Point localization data
• • • • •

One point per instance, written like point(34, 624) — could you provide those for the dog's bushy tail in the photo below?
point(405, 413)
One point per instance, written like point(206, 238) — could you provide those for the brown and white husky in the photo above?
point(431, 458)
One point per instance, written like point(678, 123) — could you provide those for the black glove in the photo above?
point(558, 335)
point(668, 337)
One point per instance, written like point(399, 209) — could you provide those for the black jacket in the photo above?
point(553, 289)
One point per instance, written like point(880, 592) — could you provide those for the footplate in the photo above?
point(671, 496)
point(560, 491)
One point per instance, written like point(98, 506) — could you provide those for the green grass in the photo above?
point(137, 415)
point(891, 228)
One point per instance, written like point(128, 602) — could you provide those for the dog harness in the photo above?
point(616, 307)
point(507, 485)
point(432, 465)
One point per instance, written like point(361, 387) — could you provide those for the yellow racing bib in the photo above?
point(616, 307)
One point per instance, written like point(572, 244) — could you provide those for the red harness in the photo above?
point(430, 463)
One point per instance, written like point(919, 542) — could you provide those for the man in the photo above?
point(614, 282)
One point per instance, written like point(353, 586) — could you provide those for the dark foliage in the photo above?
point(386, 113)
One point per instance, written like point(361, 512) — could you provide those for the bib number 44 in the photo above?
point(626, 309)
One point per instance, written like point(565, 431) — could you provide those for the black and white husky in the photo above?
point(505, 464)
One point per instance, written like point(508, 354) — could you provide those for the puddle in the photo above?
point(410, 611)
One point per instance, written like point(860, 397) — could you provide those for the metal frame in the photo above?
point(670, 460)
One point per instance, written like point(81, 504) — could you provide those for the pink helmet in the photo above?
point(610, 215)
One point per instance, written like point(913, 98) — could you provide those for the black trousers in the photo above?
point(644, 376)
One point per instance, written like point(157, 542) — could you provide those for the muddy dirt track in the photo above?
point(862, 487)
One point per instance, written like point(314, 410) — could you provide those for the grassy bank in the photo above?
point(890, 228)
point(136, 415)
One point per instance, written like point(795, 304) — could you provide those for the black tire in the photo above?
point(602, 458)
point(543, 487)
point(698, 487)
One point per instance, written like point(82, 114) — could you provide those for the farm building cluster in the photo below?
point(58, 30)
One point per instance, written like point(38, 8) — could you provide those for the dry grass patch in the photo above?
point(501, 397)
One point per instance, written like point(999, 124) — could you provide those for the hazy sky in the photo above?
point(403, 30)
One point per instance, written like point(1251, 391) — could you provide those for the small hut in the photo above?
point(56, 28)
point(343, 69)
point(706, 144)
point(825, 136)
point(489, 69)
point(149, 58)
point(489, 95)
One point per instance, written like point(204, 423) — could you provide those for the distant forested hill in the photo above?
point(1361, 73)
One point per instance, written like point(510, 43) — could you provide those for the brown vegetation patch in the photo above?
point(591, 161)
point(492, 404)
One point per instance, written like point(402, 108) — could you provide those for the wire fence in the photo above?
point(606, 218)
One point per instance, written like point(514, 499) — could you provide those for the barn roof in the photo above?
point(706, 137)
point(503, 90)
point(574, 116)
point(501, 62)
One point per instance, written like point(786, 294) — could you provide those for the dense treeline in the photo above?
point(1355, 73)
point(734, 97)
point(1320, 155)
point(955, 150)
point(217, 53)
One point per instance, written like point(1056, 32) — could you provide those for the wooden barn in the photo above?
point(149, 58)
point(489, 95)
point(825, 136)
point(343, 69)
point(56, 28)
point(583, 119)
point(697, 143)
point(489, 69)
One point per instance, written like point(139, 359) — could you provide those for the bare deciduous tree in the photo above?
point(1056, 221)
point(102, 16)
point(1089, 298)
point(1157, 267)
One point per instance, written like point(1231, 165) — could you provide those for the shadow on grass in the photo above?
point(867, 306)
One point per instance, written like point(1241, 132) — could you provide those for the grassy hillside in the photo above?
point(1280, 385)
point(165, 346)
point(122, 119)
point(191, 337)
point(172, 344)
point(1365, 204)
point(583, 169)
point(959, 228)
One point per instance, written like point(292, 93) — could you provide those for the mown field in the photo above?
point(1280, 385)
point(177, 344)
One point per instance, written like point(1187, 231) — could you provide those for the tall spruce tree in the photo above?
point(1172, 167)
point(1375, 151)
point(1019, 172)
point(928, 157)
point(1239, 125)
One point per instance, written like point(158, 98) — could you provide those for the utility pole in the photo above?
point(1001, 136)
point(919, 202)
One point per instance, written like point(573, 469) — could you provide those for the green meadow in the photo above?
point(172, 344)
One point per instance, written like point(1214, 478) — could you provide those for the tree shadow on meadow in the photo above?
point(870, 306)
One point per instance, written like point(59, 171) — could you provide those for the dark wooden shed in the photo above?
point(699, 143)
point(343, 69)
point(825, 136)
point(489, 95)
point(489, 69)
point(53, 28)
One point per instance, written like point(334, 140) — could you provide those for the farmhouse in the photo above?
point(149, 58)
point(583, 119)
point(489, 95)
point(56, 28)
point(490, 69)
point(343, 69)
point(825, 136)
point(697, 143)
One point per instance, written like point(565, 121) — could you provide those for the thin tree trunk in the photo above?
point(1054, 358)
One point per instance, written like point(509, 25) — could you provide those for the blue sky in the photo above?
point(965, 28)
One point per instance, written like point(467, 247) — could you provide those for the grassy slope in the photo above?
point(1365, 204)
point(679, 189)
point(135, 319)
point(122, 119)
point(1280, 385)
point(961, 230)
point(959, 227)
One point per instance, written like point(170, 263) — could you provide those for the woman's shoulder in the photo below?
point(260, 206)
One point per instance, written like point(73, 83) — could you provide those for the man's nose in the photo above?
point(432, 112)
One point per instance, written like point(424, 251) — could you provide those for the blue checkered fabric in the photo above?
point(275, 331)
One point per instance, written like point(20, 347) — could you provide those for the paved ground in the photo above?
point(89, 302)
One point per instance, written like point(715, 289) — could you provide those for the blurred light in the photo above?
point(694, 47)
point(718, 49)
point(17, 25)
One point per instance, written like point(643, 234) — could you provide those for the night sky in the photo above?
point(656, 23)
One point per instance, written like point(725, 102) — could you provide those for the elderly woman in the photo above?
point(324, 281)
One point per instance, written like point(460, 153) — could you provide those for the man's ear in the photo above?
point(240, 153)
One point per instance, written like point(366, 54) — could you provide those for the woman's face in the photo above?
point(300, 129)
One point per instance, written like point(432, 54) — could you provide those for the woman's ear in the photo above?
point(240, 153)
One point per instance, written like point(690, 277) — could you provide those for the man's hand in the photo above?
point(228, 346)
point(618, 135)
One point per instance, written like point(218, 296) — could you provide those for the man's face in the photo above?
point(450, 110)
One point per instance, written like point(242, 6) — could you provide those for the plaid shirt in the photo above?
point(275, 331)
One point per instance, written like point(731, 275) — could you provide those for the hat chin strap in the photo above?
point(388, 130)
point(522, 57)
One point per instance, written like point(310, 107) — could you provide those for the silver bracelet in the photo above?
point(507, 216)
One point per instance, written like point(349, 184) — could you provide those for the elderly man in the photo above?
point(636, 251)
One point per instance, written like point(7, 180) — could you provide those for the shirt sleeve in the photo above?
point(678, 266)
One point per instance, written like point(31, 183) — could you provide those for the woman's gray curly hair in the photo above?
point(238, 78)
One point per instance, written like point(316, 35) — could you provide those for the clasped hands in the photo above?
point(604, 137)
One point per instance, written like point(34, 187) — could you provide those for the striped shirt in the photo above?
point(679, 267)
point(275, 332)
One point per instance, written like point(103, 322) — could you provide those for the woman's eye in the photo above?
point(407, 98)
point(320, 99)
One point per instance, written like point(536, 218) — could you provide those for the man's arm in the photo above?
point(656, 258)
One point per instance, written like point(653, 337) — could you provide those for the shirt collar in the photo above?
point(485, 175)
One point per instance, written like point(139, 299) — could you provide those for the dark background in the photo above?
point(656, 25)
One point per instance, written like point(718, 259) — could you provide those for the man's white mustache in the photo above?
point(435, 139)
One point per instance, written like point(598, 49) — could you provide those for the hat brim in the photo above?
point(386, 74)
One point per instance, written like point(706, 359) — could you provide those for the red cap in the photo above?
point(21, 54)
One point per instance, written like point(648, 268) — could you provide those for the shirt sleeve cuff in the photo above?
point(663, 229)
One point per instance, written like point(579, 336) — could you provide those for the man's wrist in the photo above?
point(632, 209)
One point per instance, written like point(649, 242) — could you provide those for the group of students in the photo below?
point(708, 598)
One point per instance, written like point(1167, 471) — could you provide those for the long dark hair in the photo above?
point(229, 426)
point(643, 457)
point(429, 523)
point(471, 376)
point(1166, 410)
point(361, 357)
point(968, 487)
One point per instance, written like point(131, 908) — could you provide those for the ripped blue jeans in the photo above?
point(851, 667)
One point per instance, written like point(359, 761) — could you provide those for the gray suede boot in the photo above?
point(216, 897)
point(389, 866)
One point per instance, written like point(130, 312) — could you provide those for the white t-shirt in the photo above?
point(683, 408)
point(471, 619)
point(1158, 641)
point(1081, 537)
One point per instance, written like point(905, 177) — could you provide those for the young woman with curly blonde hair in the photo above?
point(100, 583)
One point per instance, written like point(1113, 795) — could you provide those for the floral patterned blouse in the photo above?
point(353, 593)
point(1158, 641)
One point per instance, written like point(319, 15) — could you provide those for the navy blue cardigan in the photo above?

• • • • •

The answer should be the exact lines running from the line containing "One point per instance, written like point(139, 299)" to the last line of the entries, with nothing else.

One point per instance, written like point(139, 299) — could you provide those for the dark background in the photo above?
point(656, 25)
One point per instance, written like point(718, 259) — could you provide those for the man's white mustache in the photo above?
point(435, 139)
One point per instance, written like point(598, 49) — could you provide those for the hat brim in the photo above?
point(386, 74)
One point per instance, written like point(706, 359) — could you provide those for the red cap in the photo above?
point(21, 54)
One point per instance, written like point(648, 268) — could you provide those for the shirt sleeve cuff in the photo above?
point(663, 229)
One point per instance, written like point(579, 336) — could you provide those for the man's wrist in the photo above?
point(632, 209)
One point per instance, written like point(649, 242) — could you provide those for the group of students in the photo below?
point(708, 598)
One point per instance, written like point(1167, 471) — could you provide those for the long dark hair in the photo above?
point(229, 426)
point(643, 457)
point(429, 523)
point(471, 376)
point(1166, 410)
point(361, 357)
point(968, 487)
One point per instance, written like point(131, 908) — could you provide those for the ripped blue jeans in the photo above?
point(851, 667)
One point per instance, written like point(359, 761) — could you provide those for the gray suede boot in the photo above?
point(216, 897)
point(389, 866)
One point per instance, written like point(130, 312) — could you provide those for the white t-shirt in the photo above?
point(683, 408)
point(471, 619)
point(1158, 641)
point(1081, 537)
One point per instance, written like point(905, 177) — could you provide those for the young woman with curly blonde hair in the photo above?
point(100, 583)
One point per instance, written like point(1113, 795) — could you provide those for the floral patterned blouse in the photo above?
point(353, 593)
point(1158, 641)
One point per instance, written like point(319, 15) — could you provide those for the navy blue cardigan in the photo above?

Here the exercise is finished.